══ SUPPLIED TEXT ══

I find myself rooting for these boats in a way I simply would not if the same competition were done for drones piloted remotely. During the collision test, a boat noses out of the start gate, spots the distant collision boat and immediately reverses back to its start position. It tries again, and retreats. After several rounds of this charming, nervous ballet, the students spot the coding error behind it, an ‘OR’ where an ‘AND’ should be. Updated, the boat sets off with bravado. It pauses for the collision boat but decides it has waited quite long enough, powers up and drives straight into the side of it. Another programming tweak and the behaviour is perfected.

Ready for competition (UiT)

Photo: M. Tannum

Anthropomorphising machines is nothing new, but behaviour implies personality, and sinister sci-fi futures become hard to ignore; imagine if the craft was loaded with explosives, imagine if it decided people were an obstacle best removed…


Robotic arms on car production lines are an impressive but dumb form of automation. Mindless, brute repetition. Programming an autodrone is more subtle, like giving someone advice. Factory robots depend on predictable, artificial environs. The sea though is not flat, the wind doesn’t blow at a constant from due north. Unpredictable humans are driving the other boats. It is no good then, telling an autodrone exactly what to do. Autodrones can even be programmed to learn from their mistakes, and from the mistakes of others, or countless simulations, in the form of learning data. Robot autonomy technology is moving fast. Videos from the likes of Boston Dynamics are both hilarious and unsettling, showing stability training of robots being tripped, shoved, and dragged as their autonomous learning software tries to get a job done. Autonomous machine rights trials spring easily to mind.


A driving factor here is economy, to achieve more while people do less. Another is growth, doing more than was previously possible. Safety is yet another factor. Machines doing the jobs that are dangerous, or boring, or so boring that they become dangerous when people lose focus or become drowsy. Machines putting out fires, checking deep sea cables. What of space exploration with its vast distances and hostile environments? Or the most dangerous jobs of all, policing where gangs are armed to the teeth, or marching into battle while bombs drop all around you. This is the bread and butter of science fiction, where human and robot can meet in opposition.


The Captains and their humans

Photo: M. Tannum

The chess robot that recently grabbed and broke a child’s finger when they tried to move a piece a little too early at a tournament in Russia is a thought-provoking foreshadowing of robot human interaction in a robot vs human setting. Militarised autonomous machines are perhaps inevitable. They will likely be able to sense better, collate faster, react faster and with greater precision that any human operator. Once that happens simple arms race evolution dictates that any country that values its own autonomy had better be up to speed, and the Geneva convention should too.

═══

▸ **REQUIRED TASKS**
(1) Summarize the passage on autonomous boats in two sentences.
(2) According to the passage on autonomous boats, what did the chess robot do at a tournament in Russia?

══ DATA ══

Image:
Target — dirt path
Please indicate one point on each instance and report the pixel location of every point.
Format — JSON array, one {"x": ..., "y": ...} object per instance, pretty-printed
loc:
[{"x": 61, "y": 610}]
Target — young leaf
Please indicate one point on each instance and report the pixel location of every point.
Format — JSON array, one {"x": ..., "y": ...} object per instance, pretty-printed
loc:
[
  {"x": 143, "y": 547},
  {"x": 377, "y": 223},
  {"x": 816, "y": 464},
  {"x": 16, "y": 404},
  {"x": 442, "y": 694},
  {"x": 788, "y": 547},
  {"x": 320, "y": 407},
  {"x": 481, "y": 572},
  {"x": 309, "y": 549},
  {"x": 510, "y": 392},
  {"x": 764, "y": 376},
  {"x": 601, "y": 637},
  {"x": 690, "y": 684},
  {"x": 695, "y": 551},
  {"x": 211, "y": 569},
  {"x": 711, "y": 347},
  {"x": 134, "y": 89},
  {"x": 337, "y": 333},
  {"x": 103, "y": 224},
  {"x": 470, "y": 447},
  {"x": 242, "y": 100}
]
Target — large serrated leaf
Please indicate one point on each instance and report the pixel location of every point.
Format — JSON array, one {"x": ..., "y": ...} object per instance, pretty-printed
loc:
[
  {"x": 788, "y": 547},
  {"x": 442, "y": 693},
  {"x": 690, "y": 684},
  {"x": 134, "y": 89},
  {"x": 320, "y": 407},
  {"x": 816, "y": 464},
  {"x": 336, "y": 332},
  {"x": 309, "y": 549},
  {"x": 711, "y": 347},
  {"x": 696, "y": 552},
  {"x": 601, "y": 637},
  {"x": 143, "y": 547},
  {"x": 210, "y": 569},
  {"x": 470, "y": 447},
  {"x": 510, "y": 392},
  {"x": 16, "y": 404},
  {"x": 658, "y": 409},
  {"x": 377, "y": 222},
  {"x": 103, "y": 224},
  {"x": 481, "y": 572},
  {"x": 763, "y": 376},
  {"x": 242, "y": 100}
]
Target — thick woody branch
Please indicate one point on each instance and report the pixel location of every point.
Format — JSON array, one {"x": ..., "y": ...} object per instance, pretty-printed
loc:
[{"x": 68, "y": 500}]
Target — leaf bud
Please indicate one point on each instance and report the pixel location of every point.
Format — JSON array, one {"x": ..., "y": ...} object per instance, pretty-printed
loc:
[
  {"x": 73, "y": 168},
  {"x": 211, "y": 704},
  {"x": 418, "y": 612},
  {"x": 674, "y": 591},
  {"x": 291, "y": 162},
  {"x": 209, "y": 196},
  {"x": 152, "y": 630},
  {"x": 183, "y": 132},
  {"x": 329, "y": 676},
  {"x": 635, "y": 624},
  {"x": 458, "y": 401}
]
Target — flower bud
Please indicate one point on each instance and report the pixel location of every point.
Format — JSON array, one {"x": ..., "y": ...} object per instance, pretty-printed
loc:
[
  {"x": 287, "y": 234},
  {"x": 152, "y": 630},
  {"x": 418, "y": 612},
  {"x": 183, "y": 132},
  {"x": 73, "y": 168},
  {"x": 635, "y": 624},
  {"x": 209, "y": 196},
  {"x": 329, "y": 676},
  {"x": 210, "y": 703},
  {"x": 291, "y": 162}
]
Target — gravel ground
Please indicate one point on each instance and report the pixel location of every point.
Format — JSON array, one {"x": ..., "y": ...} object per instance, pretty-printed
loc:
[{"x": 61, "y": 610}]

═══

▸ **ANSWERS FOR THIS EXERCISE**
(1) In a collision test, an autonomous boat kept retreating from a distant collision boat until students found a coding error, an "OR" where an "AND" should be, and after another tweak its behavior was perfected. The passage contrasts dumb factory automation with autodrones that must cope with an unpredictable sea, and it names economy, growth and safety as driving factors while calling militarized autonomous machines perhaps inevitable.

(2) It grabbed and broke a child's finger when the child tried to move a piece a little too early.